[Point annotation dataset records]
* * * *

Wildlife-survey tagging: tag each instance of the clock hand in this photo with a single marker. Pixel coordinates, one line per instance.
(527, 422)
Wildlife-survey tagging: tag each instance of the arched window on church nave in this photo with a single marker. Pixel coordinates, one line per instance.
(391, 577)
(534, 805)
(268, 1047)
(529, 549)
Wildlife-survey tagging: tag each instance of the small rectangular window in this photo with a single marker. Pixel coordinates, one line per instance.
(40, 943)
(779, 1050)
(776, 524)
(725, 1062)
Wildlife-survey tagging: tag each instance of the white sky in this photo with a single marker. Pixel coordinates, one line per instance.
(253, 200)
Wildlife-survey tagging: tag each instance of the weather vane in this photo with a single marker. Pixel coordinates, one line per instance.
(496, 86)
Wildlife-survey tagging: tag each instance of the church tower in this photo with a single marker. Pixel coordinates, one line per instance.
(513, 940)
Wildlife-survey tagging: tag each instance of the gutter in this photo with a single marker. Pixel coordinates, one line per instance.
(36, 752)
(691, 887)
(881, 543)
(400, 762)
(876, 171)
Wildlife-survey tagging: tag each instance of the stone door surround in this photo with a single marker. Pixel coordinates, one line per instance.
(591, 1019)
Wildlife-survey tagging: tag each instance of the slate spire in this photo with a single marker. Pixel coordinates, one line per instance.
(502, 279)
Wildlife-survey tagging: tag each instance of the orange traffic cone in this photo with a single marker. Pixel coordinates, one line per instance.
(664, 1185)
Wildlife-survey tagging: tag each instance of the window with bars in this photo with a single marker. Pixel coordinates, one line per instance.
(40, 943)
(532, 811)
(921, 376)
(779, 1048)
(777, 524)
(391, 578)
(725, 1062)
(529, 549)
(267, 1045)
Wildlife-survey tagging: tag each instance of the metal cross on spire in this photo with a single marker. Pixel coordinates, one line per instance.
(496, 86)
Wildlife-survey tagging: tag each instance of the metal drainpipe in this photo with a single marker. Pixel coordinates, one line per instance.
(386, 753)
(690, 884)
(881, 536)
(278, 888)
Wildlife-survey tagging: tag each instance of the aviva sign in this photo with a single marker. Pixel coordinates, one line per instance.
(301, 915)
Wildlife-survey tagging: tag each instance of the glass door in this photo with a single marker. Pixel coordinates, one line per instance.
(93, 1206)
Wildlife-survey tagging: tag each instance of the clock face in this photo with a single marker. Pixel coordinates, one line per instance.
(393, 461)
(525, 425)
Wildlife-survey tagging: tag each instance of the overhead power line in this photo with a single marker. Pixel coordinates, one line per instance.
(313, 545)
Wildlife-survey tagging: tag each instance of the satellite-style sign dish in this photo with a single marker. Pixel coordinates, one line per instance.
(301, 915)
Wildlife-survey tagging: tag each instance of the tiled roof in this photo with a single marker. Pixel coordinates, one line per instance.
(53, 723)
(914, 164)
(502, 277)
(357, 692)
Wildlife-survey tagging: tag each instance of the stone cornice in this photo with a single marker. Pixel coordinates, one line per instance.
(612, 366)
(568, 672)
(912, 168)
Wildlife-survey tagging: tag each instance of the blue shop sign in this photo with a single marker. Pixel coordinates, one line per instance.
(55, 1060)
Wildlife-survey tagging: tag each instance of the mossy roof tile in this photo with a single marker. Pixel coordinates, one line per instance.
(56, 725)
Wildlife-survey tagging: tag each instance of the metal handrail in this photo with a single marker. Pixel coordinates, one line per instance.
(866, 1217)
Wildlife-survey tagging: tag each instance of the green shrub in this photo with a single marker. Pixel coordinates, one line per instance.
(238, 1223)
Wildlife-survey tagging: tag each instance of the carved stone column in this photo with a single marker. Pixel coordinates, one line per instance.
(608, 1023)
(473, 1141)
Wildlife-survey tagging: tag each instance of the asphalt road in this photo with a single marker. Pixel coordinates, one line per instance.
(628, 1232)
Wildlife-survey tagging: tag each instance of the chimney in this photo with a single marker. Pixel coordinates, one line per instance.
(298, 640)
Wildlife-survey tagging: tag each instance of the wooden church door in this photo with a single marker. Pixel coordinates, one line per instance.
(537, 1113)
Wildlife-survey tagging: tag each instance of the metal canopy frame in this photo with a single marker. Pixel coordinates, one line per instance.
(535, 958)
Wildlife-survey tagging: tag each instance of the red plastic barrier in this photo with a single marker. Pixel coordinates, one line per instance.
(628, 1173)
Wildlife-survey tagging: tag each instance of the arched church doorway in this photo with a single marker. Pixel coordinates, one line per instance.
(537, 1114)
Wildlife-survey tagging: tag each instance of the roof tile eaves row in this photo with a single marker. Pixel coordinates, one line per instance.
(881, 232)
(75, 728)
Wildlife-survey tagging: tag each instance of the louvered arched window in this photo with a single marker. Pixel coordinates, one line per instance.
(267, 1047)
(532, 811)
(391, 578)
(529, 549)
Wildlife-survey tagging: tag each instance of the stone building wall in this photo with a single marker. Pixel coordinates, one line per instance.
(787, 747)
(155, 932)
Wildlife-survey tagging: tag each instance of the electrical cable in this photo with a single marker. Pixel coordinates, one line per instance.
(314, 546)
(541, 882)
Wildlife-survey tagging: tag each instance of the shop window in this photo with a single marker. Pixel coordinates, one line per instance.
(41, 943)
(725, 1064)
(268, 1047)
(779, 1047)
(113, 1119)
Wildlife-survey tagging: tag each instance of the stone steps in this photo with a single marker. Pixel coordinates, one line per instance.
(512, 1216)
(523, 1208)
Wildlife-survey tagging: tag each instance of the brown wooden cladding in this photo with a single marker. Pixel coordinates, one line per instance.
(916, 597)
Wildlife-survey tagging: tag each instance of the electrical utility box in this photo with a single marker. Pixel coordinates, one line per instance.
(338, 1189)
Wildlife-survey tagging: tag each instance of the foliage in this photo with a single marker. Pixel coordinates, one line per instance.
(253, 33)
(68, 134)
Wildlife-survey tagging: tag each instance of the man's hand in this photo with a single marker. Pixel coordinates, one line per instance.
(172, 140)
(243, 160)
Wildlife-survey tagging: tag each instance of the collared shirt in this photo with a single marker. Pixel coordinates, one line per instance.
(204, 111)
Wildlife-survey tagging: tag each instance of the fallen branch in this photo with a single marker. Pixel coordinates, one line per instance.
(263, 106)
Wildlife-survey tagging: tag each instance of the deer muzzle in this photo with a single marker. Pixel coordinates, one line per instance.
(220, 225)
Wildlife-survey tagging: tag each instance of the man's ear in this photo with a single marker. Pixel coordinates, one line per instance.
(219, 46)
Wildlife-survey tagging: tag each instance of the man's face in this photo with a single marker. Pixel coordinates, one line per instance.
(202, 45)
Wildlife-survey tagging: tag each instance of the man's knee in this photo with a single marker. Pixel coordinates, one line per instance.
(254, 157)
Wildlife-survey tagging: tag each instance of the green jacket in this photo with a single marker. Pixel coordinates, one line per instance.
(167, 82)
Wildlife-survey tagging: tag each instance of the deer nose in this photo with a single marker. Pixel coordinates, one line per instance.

* * * *

◆ **THE TASK**: Switch "single marker" to "single point" throughout the items above, and write out every line again with nothing else altered.

◆ **TASK RESULT**:
Wildlife-survey tagging: tag each instance of the clock hand in this photo with a single point. Pixel coordinates, one line per instance.
(527, 422)
Wildlife-survey tagging: tag each instance of the arched window on church nave in this photo with a single point. Pixel coordinates, one line per instance.
(391, 577)
(534, 805)
(268, 1047)
(529, 549)
Wildlife-survey tagging: tag each instance of the small rectangular window in this photo with a single point. Pixel coordinates, one line per instance.
(40, 943)
(779, 1050)
(776, 524)
(725, 1062)
Wildlife-survey tagging: tag each instance of the white sky in this photo with a single point. Pixel coordinates, one line per instance.
(253, 200)
Wildlife-survey tagging: tag each instance of the weather vane in this photo with a single point. Pixel coordinates, one line per instance.
(496, 86)
Wildlife-survey tagging: tag each instance of the church tower in this photo with a single point. Pixel coordinates, one line per instance.
(513, 940)
Wildlife-survey tagging: tag each instance of the gutter in this photo with a single point. Pixel coordinates, one line per instance.
(36, 752)
(691, 887)
(881, 543)
(400, 762)
(876, 171)
Wildlife-survey tagging: tag each instance of the stone door surround in this photo with a single point. Pixel coordinates, one line per instance.
(591, 1019)
Wildlife-survey tagging: tag each instance of the slate spire in this photo with a single point. Pixel coordinates, one line per instance.
(502, 279)
Wildlife-survey tagging: tag each instance of the orange traffic cone in this photo with a single point. Pixel coordinates, one line per instance.
(664, 1185)
Wildlife-survey tagging: tag each instance of the window with bars in this photo with a single point. Pixel coordinates, one line per instance.
(40, 943)
(532, 811)
(921, 376)
(779, 1048)
(777, 524)
(391, 578)
(725, 1062)
(529, 549)
(267, 1045)
Wildlife-survey tagging: tag each instance of the metal cross on spire in this photo with a single point. Pixel coordinates, one line per instance.
(496, 86)
Wildlife-survey tagging: tag each instance of the metal drainpipe in this photo with a single point. Pixel coordinates, one line per instance.
(386, 753)
(690, 884)
(881, 536)
(278, 888)
Wildlife-survey tagging: tag each instance of the aviva sign in this photo with a single point. Pixel coordinates, one line per instance.
(301, 915)
Wildlife-survey tagging: tag each instance of the glass door in this photo with a single point. Pixel coordinates, one line per instance.
(93, 1206)
Wildlife-survey tagging: tag each instance of the clock face in this photo with a single point. Pixel coordinates, one line per instance.
(393, 461)
(525, 425)
Wildlife-survey tagging: tag each instance of the overhead power line in this photo with a single point. Pixel coordinates, one line per instance.
(313, 545)
Wildlife-survey tagging: tag each instance of the satellite-style sign dish in this photo with a single point. Pixel coordinates, one line per instance.
(301, 915)
Wildlife-survey tagging: tag each instance of the tiled roof in this photo with a single point. Pixel coordinates, one line per instance.
(53, 723)
(914, 164)
(502, 277)
(357, 692)
Wildlife-survey tagging: tag each instance of the stone cornice in this photo with a single point. Pixel coordinates, one line per instance.
(612, 366)
(568, 672)
(912, 168)
Wildlife-survey tagging: tag each instance of the blue shop sign in this photo with a single point. Pixel coordinates, one line per instance.
(55, 1060)
Wildlife-survey tagging: tag each instance of the mossy roof tile in this photo with a single point. Pixel coordinates, one line per instance.
(56, 725)
Wildlife-survey tagging: tag each instance of the metal handrail in this photo with a single point. Pixel coordinates, one line per instance.
(866, 1217)
Wildlife-survey tagging: tag each instance of the green shrub in this photo with a single point. Pixel coordinates, one line per instance.
(238, 1223)
Wildlife-survey tagging: tag each instance of the carved stone column in this photo with a single point. Pixel coordinates, one line per instance.
(608, 1023)
(473, 1141)
Wildlife-survey tagging: tag each instance of the asphalt road in this photo with a single point. Pixel coordinates, one line per instance.
(628, 1232)
Wildlife-survey tagging: tag each instance of the chimney in this photo with a single point. Pixel coordinates, one line per instance.
(298, 640)
Wildlife-survey tagging: tag each instance of the wooden church door in this photo with a single point. Pixel coordinates, one line per instance.
(537, 1113)
Wildlife-survey tagging: tag each instance of the metal canopy frame in this photo with a single point. Pixel coordinates, one line per instance.
(535, 958)
Wildlife-survey tagging: tag each instance of the red plastic barrier in this photo with a single point. Pixel coordinates, one line per instance.
(628, 1173)
Wildlife-survey tagging: tag each instance of the arched church doorway in this photo with a single point. Pixel coordinates, one line per instance.
(537, 1114)
Wildlife-survey tagging: tag each instance of the roof tile eaves row in this photo with a single point. Pixel coordinates, one line per instance.
(881, 232)
(75, 728)
Wildlife-survey tagging: tag each instance of the louvered arched window in this photo with a single point. Pixel coordinates, one line per instance.
(267, 1047)
(532, 811)
(391, 578)
(529, 549)
Wildlife-survey tagging: tag each instance of the stone building wall in this photo with a single point. Pixel coordinates, one line per instance.
(787, 747)
(155, 932)
Wildlife-survey tagging: tag each instance of the electrical cable in this photo with a single point. Pixel coordinates, one line per instance.
(314, 546)
(541, 882)
Wildlife-survey tagging: tag each instance of the shop window in this photo with a single point. Pixel coordinates, one line per instance.
(41, 943)
(725, 1064)
(268, 1047)
(779, 1047)
(113, 1119)
Wildlife-survey tagging: tag each instance of the stone steps in this photo with a single point. Pixel coordinates, one line per instance.
(512, 1216)
(523, 1208)
Wildlife-survey tagging: tag each instance of the brown wooden cladding in this photo with a single point. Pixel coordinates, one line per instance.
(916, 597)
Wildlife-survey tagging: tag each instance of the electrical utility box in this photo with a single point. Pixel coordinates, one line per instance.
(338, 1189)
Wildlife-survey tagging: tag each instance of the foliage in this photo with a single point. Pixel coordinates, one line per instance.
(253, 33)
(68, 134)
Wildlife-survey tagging: tag each instance of the man's hand in this photo with a single point. Pixel coordinates, one line per instance.
(172, 140)
(243, 160)
Wildlife-survey tagging: tag each instance of the collared shirt in this photo with a single point. Pixel coordinates, one line per instance.
(204, 111)
Wildlife-survey tagging: tag each instance of the fallen branch in this photo with a single point. Pixel coordinates, one line per instance.
(263, 106)
Wildlife-survey tagging: tag each instance of the deer muzzle in this photo with a single point. Pixel coordinates, one line per instance.
(220, 225)
Wildlife-survey tagging: tag each instance of the man's ear in this photo with a single point. Pixel coordinates, one line per instance.
(219, 46)
Wildlife-survey tagging: tag each instance of the man's face in this photo with a single point. Pixel coordinates, one line per instance.
(202, 45)
Wildlife-survey tagging: tag each instance of the man's knee in this photo with a single point. Pixel coordinates, one line per instance.
(254, 157)
Wildlife-survey tagging: tag each instance of the green jacket in this photo with a single point. Pixel coordinates, one line per instance.
(167, 82)
Wildlife-survey tagging: tag each instance of the deer nose in this photo with a single point. Pixel coordinates, one line per instance.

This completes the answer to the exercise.